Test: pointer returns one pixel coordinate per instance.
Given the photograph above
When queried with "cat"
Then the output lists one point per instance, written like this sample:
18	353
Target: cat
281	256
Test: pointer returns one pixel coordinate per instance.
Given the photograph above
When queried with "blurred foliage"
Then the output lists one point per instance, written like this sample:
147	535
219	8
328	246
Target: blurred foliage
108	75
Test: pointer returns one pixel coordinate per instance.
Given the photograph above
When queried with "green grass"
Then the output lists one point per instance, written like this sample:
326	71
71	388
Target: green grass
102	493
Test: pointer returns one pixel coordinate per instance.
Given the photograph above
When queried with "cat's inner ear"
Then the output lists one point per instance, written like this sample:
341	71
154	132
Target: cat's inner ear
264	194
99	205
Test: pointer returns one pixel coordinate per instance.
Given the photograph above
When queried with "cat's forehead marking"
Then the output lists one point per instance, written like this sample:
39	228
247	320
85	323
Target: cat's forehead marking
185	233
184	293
——————————
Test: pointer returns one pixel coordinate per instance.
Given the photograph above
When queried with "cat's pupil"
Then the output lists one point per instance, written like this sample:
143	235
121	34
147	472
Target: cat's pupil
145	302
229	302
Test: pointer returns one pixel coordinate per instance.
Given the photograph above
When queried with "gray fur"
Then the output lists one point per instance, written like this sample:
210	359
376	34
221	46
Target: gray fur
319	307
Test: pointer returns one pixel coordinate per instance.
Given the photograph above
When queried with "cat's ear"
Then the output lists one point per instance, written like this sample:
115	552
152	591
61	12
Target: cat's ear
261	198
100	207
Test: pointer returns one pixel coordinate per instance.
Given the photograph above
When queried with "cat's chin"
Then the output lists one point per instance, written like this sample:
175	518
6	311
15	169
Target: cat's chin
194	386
——————————
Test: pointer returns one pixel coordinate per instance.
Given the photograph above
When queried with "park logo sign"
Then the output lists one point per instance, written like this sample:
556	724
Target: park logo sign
——————————
### Exercise directions:
Your answer should be each line of the data that contains the word "park", copied as it stands.

### Written response:
When queried with "park logo sign"
Target: park logo sign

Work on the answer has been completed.